*SOURCE PASSAGE*:
You are based in South Africa. Please tell us more about the current situation of queer womxn in your surroundings.

Ok so when I was a young “lesbian” it was quite hard for anyone growing up LGBTI in SA although lesbianism wasn’t criminalized in the statute books like male homosexuality was.  However, womxn could be, and were, arrested for kissing other lesbian womxn inside gay clubs for example.  As a “Christian” country LGBTI people were severely discriminated against in all sectors of the community – work, home, religion, military etc. etc.  With the advent of our new democracy in 1994, homosexuality was decriminalized and there was a general relaxation in the level of discrimination faced by LGBTI people BUT in certain sectors of the population there was still a lot of animosity and discrimination faced by members of the LGBTI community.  That remains to this day particularly in parts of our black and brown communities as well as in white, Afrikaner, Calvinist or conservative religious communities.  We have a terrible scourge of violence often fueled by drugs and gang memberships in lower socio-economic areas where brown trans, and gay men are particularly targeted and most often murdered.  In the black communities we have a scourge known as “corrective rape” where lesbians are gang raped by groups of men in an attempt to “cure” them of their lesbianism and most often these womxn are killed in the most brutal of fashions.  White middle class lesbians certainly do experience some level of discrimination but largely are not subject to the kinds of things that happen in the township areas where being LGBTI is often regarded as “unAfrican”.


Which cause are you most passionate about and why?

Any cause that fights blatant injustice but especially animals and older people as in many instances they have no voice for themselves.  Elder abuse is a huge problem which is largely swept under the mat and so never gets properly addressed because it is invisible in society.  There is a huge amount of sexual and physical abuse of both men and womxn but particularly of older womxn

When did you discover you were a lesbian? How was your experience when you came out of the closet?

I describe myself as bisexual with a preference for womxn.  I knew I was different from a very early age but couldn’t put a name to it.  I had my first lesbian relationship when I was 15 and that lasted for 7 and a half years.  My coming out process was very slow and happened over a period of time so it was not that traumatic.

What do you like to do in your free time?

Lots of things, travel and explore new places to take my guests, read, play with my horses and rehabilitate the rescued and abused ones, go for walks or hikes, relax, sleep, whatever I feel like at that time

Based on both your professional expertise and personal experience from living in the region, what is the greatest challenge women face in Africa?

Patriarchal and conservative attitudes towards all women in all spheres, discrimination towards lesbians living in the township which manifests in corrective rape, polygamy and other culturally based practices directed towards womxn (female genital mutilation, child and arranged marriages, levels of gender based violence towards womxn and attitudes of men in general towards this).

What are your hopes for the ELLA Festival that will take place in South Africa in 2021-2022?

Saved entries:
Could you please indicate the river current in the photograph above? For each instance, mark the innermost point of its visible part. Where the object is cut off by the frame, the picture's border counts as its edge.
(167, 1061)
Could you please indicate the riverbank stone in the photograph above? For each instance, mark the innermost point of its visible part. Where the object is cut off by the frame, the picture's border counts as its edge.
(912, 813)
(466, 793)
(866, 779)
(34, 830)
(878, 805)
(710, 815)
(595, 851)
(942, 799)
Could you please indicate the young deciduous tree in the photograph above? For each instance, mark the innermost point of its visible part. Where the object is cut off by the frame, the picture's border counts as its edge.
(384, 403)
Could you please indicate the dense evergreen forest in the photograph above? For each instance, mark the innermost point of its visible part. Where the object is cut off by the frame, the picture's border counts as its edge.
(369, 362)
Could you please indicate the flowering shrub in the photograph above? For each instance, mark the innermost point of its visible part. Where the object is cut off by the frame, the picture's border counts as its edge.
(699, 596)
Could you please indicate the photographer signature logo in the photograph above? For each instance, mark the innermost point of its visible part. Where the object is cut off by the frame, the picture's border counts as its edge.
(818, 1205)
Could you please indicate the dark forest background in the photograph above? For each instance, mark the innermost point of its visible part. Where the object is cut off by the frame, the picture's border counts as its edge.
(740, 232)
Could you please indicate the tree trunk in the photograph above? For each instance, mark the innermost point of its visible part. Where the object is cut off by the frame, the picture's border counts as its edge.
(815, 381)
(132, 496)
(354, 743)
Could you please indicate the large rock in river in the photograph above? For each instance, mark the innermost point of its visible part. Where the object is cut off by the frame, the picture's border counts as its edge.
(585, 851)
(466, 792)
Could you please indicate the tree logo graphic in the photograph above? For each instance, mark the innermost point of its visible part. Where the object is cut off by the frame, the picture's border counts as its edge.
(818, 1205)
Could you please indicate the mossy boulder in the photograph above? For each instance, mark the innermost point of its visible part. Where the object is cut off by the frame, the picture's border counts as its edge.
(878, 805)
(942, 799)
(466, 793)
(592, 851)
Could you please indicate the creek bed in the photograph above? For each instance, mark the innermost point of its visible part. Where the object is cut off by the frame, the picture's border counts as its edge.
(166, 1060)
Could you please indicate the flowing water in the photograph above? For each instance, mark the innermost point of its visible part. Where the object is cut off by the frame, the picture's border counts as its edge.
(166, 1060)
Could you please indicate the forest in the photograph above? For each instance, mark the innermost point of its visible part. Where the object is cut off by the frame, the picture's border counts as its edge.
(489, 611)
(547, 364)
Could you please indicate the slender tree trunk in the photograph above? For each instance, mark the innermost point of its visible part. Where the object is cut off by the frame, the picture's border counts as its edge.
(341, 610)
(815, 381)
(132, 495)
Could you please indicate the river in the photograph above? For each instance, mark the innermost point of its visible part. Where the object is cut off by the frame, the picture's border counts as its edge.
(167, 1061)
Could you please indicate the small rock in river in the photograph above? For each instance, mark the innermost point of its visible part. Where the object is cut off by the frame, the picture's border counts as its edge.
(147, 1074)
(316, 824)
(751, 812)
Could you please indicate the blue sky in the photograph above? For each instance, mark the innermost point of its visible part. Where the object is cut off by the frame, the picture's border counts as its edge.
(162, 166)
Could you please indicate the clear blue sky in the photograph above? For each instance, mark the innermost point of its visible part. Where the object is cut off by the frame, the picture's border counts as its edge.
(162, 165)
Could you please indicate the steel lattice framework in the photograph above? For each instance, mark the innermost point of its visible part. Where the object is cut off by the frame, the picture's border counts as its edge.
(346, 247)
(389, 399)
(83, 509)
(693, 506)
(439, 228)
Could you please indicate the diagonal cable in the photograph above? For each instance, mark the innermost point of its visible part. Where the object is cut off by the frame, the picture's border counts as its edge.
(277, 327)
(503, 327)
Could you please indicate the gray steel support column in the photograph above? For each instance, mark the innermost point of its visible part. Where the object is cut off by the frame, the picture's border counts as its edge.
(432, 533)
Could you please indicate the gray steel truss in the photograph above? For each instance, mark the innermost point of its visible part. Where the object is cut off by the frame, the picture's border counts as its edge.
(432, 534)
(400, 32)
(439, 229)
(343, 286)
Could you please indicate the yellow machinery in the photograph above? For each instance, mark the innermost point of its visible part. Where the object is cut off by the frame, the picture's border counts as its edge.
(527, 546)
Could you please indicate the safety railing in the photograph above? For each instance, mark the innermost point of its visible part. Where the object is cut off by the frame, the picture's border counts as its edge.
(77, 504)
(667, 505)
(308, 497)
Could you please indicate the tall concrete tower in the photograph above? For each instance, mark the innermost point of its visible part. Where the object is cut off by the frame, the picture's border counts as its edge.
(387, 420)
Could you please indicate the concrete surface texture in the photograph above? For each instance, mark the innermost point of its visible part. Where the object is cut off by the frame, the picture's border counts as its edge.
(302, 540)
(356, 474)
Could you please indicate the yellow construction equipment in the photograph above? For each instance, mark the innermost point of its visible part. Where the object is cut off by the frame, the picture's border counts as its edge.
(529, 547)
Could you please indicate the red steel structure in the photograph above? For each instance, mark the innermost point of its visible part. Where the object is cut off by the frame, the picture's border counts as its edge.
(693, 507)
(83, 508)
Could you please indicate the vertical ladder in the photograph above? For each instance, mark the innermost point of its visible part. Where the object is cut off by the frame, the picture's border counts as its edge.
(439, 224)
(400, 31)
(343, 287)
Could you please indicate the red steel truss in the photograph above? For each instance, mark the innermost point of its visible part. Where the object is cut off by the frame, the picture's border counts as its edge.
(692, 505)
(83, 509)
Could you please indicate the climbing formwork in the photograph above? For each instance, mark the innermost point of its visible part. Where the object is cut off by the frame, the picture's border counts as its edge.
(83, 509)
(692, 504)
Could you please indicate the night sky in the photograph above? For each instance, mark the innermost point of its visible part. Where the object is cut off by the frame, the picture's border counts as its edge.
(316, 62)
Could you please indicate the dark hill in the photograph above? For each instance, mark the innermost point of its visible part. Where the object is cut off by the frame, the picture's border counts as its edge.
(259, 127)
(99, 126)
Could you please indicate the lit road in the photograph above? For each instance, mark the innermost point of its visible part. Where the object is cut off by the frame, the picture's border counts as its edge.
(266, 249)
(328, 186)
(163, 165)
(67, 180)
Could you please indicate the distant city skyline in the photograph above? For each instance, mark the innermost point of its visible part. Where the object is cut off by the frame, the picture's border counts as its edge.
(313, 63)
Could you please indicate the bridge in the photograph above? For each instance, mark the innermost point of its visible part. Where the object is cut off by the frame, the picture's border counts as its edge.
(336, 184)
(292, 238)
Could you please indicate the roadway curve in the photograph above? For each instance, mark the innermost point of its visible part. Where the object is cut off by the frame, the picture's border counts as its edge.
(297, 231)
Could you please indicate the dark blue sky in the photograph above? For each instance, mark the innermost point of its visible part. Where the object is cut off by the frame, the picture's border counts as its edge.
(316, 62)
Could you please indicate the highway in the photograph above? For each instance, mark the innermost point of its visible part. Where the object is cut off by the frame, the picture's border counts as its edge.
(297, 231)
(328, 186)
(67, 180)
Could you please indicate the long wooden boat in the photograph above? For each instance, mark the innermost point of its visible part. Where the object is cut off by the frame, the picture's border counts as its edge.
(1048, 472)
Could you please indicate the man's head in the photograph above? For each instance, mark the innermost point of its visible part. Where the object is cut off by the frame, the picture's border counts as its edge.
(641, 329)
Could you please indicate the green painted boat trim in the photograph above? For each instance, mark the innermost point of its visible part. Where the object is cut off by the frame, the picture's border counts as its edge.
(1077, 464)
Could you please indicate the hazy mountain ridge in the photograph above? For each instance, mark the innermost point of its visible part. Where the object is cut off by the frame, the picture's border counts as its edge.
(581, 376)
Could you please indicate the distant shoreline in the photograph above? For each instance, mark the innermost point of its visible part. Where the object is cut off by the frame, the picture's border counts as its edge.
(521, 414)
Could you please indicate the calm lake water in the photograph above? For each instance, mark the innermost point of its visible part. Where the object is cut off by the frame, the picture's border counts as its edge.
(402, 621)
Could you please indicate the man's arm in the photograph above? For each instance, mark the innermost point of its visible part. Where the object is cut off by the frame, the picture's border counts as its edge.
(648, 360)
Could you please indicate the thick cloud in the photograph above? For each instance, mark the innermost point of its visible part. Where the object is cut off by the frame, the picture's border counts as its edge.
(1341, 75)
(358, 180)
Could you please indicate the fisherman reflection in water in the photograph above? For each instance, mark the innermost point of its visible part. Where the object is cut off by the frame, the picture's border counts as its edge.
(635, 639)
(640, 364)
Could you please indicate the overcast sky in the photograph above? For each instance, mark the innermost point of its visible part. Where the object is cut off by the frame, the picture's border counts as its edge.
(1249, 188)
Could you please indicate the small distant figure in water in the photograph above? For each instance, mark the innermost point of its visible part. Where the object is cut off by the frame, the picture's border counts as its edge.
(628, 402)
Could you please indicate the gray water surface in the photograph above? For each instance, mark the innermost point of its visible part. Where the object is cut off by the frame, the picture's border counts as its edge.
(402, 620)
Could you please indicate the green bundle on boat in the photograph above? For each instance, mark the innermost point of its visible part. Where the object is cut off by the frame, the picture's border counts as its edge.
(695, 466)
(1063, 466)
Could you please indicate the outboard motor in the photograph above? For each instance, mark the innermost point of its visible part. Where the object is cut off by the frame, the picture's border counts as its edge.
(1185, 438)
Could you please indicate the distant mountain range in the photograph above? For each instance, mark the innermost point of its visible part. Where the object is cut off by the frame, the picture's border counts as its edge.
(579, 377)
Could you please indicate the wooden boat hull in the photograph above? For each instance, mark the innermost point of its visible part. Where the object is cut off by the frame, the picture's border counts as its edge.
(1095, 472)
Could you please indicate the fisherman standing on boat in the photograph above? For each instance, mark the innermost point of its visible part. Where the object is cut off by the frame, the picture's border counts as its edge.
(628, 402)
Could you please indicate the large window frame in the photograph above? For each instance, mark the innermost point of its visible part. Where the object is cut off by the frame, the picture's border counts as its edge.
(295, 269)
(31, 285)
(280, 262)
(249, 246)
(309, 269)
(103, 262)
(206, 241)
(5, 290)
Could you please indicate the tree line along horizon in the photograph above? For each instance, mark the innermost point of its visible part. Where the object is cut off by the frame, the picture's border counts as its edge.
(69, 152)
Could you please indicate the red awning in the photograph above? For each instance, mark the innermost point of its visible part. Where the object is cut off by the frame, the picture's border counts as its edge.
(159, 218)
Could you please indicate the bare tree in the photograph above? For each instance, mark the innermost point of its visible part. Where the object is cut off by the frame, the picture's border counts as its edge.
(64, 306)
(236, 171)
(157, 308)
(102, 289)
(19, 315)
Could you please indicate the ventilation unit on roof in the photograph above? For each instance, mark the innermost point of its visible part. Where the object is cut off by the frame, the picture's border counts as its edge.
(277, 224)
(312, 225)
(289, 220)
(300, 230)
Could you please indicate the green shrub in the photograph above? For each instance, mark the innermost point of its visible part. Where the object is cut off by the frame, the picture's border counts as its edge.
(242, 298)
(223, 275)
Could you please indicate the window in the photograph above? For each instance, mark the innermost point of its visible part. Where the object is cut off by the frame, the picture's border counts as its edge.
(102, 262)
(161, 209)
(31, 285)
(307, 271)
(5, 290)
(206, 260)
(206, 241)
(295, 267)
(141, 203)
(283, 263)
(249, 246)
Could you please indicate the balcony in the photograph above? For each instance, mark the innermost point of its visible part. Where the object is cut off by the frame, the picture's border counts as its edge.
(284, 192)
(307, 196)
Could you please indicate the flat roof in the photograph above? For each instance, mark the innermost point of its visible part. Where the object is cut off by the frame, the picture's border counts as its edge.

*DIRECTIONS FOR THIS TASK*:
In the interview, in what year was homosexuality decriminalized in South Africa?

*RESPONSE TO THE EXERCISE*:
In 1994, with the advent of the new democracy.